--- Exercise data Enclosed Below ---

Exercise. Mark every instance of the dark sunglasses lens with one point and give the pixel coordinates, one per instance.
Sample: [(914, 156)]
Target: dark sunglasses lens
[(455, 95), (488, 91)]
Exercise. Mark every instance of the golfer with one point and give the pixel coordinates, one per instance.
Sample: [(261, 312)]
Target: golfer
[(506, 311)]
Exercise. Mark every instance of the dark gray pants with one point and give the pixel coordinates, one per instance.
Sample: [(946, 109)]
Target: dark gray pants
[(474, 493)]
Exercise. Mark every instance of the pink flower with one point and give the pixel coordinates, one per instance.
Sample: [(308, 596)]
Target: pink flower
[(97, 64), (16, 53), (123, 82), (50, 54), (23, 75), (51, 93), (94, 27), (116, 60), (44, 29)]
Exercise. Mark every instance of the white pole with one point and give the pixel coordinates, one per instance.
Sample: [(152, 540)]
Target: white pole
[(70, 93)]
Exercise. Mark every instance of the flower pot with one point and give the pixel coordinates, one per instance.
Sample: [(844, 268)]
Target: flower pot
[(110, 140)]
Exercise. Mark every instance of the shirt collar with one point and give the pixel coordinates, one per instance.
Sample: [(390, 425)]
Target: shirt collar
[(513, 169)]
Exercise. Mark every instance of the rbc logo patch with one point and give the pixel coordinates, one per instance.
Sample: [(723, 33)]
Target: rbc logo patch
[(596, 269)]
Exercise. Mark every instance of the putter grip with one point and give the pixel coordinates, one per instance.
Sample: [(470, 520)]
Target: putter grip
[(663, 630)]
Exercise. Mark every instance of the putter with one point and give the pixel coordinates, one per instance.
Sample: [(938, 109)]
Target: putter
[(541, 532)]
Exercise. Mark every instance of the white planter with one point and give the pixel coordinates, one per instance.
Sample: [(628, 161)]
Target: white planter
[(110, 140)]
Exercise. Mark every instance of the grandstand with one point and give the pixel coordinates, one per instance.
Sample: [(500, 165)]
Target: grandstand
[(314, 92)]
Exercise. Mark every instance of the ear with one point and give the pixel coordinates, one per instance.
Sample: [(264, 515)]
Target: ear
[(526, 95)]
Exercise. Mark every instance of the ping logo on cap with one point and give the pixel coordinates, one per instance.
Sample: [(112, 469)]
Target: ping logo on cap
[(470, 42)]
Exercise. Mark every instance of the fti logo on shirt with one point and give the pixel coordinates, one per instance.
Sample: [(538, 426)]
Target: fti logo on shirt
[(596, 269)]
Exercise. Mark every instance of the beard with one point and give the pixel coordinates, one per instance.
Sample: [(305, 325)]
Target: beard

--- End of Enclosed Exercise data ---

• Task to complete: Could you return exactly the stretch of the data above that starts at the line with "Sample: [(844, 268)]" and ends at the line with "Exercise. Mark every instance of the putter grip", both lines included?

• Written answer:
Sample: [(844, 268)]
Target: flower pot
[(110, 140)]
Exercise. Mark every instance of the shirt collar with one point and give the pixel coordinates, one per instance.
Sample: [(390, 425)]
Target: shirt collar
[(513, 169)]
Exercise. Mark every instance of the rbc logo patch with one point and give the pixel coordinates, one per instance.
Sample: [(723, 33)]
Target: rbc logo patch
[(596, 269)]
Exercise. Mark every instance of the putter grip with one point and give the pixel coordinates, one per instance.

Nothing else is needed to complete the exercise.